# [TASK DETAILS]
Repeat each record below exactly as given.

# [Records from a data source]
## Begin
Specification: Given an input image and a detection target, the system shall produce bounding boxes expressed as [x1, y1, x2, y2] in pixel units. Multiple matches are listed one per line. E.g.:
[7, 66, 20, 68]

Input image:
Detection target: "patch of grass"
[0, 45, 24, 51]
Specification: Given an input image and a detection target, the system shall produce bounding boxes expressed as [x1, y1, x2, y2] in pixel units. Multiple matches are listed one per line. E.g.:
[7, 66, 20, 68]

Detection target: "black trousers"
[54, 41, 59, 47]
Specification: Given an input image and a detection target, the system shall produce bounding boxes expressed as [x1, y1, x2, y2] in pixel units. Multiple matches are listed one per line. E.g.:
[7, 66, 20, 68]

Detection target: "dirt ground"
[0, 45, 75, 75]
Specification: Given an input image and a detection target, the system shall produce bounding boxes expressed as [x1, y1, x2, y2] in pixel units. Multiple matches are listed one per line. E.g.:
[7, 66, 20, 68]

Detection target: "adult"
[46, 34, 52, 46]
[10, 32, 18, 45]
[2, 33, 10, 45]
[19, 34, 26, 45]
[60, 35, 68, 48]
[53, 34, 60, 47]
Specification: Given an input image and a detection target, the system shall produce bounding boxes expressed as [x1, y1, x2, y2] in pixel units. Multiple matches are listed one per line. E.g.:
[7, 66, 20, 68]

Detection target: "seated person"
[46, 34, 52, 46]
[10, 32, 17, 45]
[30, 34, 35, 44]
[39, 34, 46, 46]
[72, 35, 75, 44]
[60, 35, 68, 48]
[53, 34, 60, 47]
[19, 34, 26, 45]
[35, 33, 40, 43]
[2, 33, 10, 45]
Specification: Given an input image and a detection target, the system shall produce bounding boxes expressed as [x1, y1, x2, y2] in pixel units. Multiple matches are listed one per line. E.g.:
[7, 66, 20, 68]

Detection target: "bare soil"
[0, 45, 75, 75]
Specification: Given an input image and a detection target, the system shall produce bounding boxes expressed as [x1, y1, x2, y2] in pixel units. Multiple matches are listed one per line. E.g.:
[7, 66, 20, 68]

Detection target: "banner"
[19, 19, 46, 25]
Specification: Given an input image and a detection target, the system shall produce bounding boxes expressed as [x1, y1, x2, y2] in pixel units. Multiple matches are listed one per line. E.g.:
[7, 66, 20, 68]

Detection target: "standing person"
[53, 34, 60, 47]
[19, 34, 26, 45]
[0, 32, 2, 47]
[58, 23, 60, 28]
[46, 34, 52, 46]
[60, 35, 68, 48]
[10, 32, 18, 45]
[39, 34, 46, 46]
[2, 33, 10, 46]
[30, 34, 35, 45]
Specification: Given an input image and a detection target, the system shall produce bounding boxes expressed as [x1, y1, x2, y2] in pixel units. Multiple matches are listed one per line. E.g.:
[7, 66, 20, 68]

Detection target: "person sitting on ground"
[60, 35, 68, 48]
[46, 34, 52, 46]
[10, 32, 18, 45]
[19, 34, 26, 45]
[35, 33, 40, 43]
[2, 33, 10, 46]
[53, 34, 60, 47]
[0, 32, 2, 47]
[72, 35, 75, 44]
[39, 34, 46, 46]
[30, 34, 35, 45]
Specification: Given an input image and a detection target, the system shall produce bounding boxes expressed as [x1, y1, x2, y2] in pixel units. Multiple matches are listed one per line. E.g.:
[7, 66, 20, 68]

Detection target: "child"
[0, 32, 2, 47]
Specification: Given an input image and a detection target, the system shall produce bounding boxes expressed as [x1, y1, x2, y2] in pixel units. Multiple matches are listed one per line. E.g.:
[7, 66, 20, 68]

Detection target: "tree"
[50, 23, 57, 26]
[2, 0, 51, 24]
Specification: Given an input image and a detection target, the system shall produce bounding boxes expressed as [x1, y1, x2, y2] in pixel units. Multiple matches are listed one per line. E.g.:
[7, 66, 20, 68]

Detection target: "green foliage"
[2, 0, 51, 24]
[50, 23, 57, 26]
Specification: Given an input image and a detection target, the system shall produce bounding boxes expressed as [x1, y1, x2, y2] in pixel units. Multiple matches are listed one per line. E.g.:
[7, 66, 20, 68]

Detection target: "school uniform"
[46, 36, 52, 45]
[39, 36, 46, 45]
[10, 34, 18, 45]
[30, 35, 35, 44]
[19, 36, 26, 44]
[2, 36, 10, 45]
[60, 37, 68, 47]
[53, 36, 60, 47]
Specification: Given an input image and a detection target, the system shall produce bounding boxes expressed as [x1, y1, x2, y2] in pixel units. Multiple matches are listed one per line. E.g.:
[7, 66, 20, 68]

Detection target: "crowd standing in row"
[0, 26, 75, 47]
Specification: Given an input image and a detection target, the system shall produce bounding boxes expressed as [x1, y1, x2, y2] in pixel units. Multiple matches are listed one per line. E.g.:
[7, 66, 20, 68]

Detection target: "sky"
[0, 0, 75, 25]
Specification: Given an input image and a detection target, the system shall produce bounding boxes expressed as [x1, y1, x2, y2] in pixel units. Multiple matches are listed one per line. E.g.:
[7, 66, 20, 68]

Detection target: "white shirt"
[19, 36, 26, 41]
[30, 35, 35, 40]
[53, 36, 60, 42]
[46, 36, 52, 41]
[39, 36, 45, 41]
## End
# [SOLUTION TO THIS TASK]
Specification: Given an input image and a detection target, the system shall produce bounding boxes expressed as [x1, y1, x2, y2] in pixel units. Multiple matches are listed one per line. E.g.:
[7, 66, 20, 68]

Input image:
Detection target: "patch of grass"
[0, 45, 24, 51]
Specification: Given an input image and a detection target, the system shall produce bounding boxes expressed as [x1, y1, x2, y2] in pixel units. Multiple matches are listed one per line. E.g.:
[7, 66, 20, 68]

Detection target: "black trousers"
[54, 41, 59, 47]
Specification: Given an input image and a detection target, the system shall produce bounding boxes expressed as [x1, y1, x2, y2] in pixel units. Multiple matches are listed one per line. E.g.:
[7, 66, 20, 68]

Detection target: "dirt ground"
[0, 45, 75, 75]
Specification: Given an input image and a detection target, the system shall produce bounding boxes expressed as [x1, y1, x2, y2] in pixel units. Multiple matches are listed one per line. E.g.:
[7, 66, 20, 68]

Detection target: "adult"
[46, 34, 52, 46]
[10, 32, 18, 45]
[2, 33, 10, 45]
[19, 34, 26, 45]
[60, 35, 68, 48]
[53, 34, 60, 47]
Specification: Given an input image and a detection target, the system shall produce bounding boxes expressed as [x1, y1, x2, y2] in pixel units. Multiple matches are listed one per line. E.g.:
[7, 66, 20, 68]

Detection target: "seated person"
[46, 34, 52, 46]
[10, 32, 17, 45]
[30, 34, 35, 44]
[39, 34, 46, 46]
[72, 35, 75, 44]
[60, 35, 68, 48]
[53, 34, 60, 47]
[19, 34, 26, 45]
[35, 33, 40, 43]
[2, 33, 10, 45]
Specification: Given an input image and a detection target, the system shall produce bounding boxes expressed as [x1, y1, x2, y2] in pixel units. Multiple matches are listed one per line. E.g.:
[7, 66, 20, 68]

Detection target: "bare soil"
[0, 45, 75, 75]
Specification: Given an input image and a detection target, the system shall produce bounding boxes expressed as [x1, y1, x2, y2] in pixel units. Multiple matches are listed one per line. E.g.:
[7, 66, 20, 68]

Detection target: "banner"
[19, 19, 46, 25]
Specification: Given an input image and a detection target, the system shall produce bounding boxes expressed as [x1, y1, x2, y2] in pixel units. Multiple matches are listed one per line. E.g.:
[7, 66, 20, 68]

Detection target: "standing person"
[53, 34, 60, 47]
[19, 34, 26, 45]
[0, 32, 2, 47]
[58, 23, 60, 28]
[46, 34, 52, 46]
[60, 35, 68, 48]
[10, 32, 18, 45]
[39, 34, 46, 46]
[2, 33, 10, 46]
[30, 34, 35, 45]
Specification: Given an input image and a detection target, the system shall produce bounding boxes expressed as [x1, y1, x2, y2] in pixel units. Multiple matches are listed one per line. E.g.:
[7, 66, 20, 68]

Detection target: "person sitting on ground"
[60, 35, 68, 48]
[46, 34, 52, 46]
[10, 32, 18, 45]
[19, 34, 26, 45]
[35, 33, 40, 43]
[2, 33, 10, 46]
[53, 34, 60, 47]
[0, 32, 2, 47]
[72, 35, 75, 44]
[39, 34, 46, 46]
[30, 34, 35, 45]
Specification: Given an input image and a detection target, the system shall produce bounding boxes expressed as [x1, y1, x2, y2] in pixel units. Multiple matches are listed one per line. E.g.:
[7, 66, 20, 68]

Detection target: "child"
[0, 32, 2, 47]
Specification: Given an input image and a detection target, the system shall produce bounding boxes expressed as [x1, y1, x2, y2] in pixel units. Multiple matches are listed one per line. E.g.:
[7, 66, 20, 68]

Detection target: "tree"
[50, 23, 57, 26]
[2, 0, 51, 24]
Specification: Given an input image and a detection target, the system shall produce bounding boxes expressed as [x1, y1, x2, y2] in pixel units. Multiple matches are listed one per line. E.g.:
[7, 66, 20, 68]

Detection target: "green foliage"
[2, 0, 51, 24]
[50, 23, 57, 26]
Specification: Given an input image and a detection target, the system shall produce bounding boxes expressed as [x1, y1, x2, y2] in pixel units. Multiple matches are listed one per line. E.g.:
[7, 66, 20, 68]

Detection target: "school uniform"
[46, 36, 52, 45]
[39, 36, 46, 45]
[10, 34, 18, 45]
[30, 35, 35, 44]
[19, 36, 26, 44]
[2, 36, 10, 45]
[60, 37, 68, 47]
[53, 36, 60, 47]
Specification: Given an input image and a detection target, the system shall produce bounding boxes expressed as [x1, y1, x2, y2] in pixel units. Multiple matches are listed one per line. E.g.:
[7, 66, 20, 68]

Detection target: "crowd standing in row"
[0, 26, 75, 47]
Specification: Given an input image and a detection target, the system shall produce bounding boxes expressed as [x1, y1, x2, y2] in pixel units. Multiple matches are listed one per line. E.g.:
[7, 66, 20, 68]

Detection target: "sky"
[0, 0, 75, 25]
Specification: Given an input image and a detection target, the system shall produce bounding boxes expressed as [x1, y1, x2, y2] in pixel units. Multiple matches are listed one per line. E.g.:
[7, 66, 20, 68]

Detection target: "white shirt"
[19, 36, 26, 41]
[30, 35, 35, 40]
[53, 36, 60, 42]
[46, 36, 52, 41]
[39, 36, 45, 41]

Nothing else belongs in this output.